>>
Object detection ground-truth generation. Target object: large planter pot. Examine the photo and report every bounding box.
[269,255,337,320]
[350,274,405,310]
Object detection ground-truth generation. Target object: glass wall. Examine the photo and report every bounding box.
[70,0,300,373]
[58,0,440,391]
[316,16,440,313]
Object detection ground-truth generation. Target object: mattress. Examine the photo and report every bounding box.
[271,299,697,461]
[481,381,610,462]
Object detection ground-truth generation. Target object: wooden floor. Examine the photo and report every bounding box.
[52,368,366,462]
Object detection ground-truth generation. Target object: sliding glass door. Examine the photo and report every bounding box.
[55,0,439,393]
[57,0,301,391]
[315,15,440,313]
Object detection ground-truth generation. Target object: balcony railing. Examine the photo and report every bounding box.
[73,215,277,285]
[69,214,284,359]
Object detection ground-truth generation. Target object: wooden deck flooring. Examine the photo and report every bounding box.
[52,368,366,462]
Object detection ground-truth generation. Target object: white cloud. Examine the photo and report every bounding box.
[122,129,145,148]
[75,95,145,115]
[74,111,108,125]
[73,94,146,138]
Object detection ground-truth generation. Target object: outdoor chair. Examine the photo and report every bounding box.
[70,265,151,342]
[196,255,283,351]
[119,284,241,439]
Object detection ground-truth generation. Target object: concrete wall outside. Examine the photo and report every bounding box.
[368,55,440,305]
<<
▸ PROBLEM STATEMENT
Retyping the data above exactly and in full is the task.

▸ SOLUTION FOR THIS PROBLEM
Object detection ground-truth generation. Target object: large planter pot. Examine the photo and report every bounding box.
[269,255,337,320]
[350,274,405,310]
Object detection ground-truth generation. Target object: glass wall. Examine the photo and report every bounding box.
[70,0,300,373]
[58,0,440,391]
[316,16,440,313]
Object detection ground-truth generation. Target object: mattress. Examine the photo and report every bounding box.
[271,299,697,461]
[481,381,610,462]
Object detection ground-truth generation. Target object: wooden floor. Examine the photo and report every bounding box.
[52,368,366,462]
Object detection ground-truth generation. Target object: sliding glass door. Examine the photo and report every bounding box.
[55,0,439,393]
[57,0,301,391]
[315,15,440,313]
Object detection ground-truth generation. Target object: balcony railing. Examine the photo and report every bounding box.
[73,215,277,285]
[69,214,284,359]
Object detection ground-truth generation. Target object: wooden deck flooring. Examine the photo and report every bounding box.
[52,368,366,462]
Object detection ground-truth generation. Target object: white cloud. Examine the photo and report every bounding box.
[122,129,145,148]
[75,95,145,115]
[74,111,108,125]
[73,94,146,138]
Object detection ground-truth generation. Target object: outdoor chair. Examine the photo and report every bounding box.
[70,265,151,342]
[196,255,283,351]
[119,284,241,439]
Object detection ground-truth generation. Target object: concrete wall outside. Examine the photo and report every bounding box.
[368,55,440,305]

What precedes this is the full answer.